**GIVEN PASSAGE:**
· · · · ·

A well thought-out exit strategy can help you to maximise the value you get from your business, successfully market your business to potential buyers or investors and ensure you end your involvement with as little disruption to the business as possible.
Regardless of whether your exit occurs to a planned schedule or you are forced to make a move for unexpected reasons, the decisions you make when setting up can affect how easy it is for you to eventually exit your business.
This guide provides an overview of how some decisions can affect your ability to exit the business successfully, and shows you how to prepare and manage your business to maximise its value. It also covers the different exit options available and outlines their advantages and disadvantages.
Why you need an exit strategy
If you're setting up a new business you'll have a clear vision of what you want to achieve from it. To maximise the value you get from the business it's essential to think about how you'll leave it further down the line.

· · · · ·

Stored data entries

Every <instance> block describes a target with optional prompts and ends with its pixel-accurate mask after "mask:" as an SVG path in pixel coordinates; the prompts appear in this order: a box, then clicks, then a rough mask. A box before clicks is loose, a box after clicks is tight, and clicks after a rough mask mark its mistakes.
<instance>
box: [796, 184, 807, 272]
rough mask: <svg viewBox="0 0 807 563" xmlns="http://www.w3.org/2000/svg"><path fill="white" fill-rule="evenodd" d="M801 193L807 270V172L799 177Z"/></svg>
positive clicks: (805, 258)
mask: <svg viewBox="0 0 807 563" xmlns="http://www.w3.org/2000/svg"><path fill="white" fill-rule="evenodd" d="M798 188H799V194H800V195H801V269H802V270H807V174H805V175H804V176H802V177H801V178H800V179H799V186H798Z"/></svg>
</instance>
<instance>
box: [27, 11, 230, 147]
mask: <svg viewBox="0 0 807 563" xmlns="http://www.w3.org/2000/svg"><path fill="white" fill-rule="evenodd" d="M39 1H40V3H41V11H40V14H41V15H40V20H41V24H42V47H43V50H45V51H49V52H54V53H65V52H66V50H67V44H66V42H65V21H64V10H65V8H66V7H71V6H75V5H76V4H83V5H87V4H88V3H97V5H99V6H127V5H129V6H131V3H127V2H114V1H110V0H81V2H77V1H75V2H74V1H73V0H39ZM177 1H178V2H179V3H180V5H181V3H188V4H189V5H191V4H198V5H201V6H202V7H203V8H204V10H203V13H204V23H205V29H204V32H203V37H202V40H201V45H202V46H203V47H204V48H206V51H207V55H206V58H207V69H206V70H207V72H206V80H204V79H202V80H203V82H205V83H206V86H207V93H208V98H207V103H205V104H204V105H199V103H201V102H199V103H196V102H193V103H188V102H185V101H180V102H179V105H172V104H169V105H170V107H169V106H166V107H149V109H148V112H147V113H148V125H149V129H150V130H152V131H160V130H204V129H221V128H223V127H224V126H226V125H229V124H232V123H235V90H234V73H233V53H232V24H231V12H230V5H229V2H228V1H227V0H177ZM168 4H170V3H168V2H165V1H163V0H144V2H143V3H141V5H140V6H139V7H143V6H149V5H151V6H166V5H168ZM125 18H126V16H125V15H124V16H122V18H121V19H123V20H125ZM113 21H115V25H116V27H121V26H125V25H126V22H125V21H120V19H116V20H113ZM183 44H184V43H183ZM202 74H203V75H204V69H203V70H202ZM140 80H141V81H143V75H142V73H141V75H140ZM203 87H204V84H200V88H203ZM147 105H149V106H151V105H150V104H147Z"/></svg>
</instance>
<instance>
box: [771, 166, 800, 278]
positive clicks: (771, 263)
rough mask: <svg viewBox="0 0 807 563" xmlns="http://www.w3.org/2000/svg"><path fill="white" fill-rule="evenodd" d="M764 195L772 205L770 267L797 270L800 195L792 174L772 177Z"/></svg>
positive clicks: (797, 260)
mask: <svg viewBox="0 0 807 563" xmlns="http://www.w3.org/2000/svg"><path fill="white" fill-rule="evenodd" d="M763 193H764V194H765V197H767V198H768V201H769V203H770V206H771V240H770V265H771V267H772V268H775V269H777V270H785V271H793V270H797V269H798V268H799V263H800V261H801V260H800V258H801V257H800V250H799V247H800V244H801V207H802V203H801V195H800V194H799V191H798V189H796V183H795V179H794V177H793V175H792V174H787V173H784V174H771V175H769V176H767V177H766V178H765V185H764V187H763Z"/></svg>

· · · · ·

**TASKS TO PERFORM:**
1. In the exit strategy passage, condense the paragraph beginning "This guide provides an overview" into a short bulleted list that keeps its main facts.
2. According to the exit strategy passage, what can affect how easy it is for an owner to eventually exit a business?
3. Repeat the portion of the exit strategy passage starting at "Regardless of whether" and ending at "down the line.".

**ANSWERS BY TASK:**
1.
- Explains how some decisions can affect the ability to exit the business successfully
- Shows how to prepare and manage the business to maximize its value
- Covers the different exit options available
- Outlines the advantages and disadvantages of those options

2. The decisions the owner makes when setting up the business.

3.
Regardless of whether your exit occurs to a planned schedule or you are forced to make a move for unexpected reasons, the decisions you make when setting up can affect how easy it is for you to eventually exit your business.
This guide provides an overview of how some decisions can affect your ability to exit the business successfully, and shows you how to prepare and manage your business to maximise its value. It also covers the different exit options available and outlines their advantages and disadvantages.
Why you need an exit strategy
If you're setting up a new business you'll have a clear vision of what you want to achieve from it. To maximise the value you get from the business it's essential to think about how you'll leave it further down the line.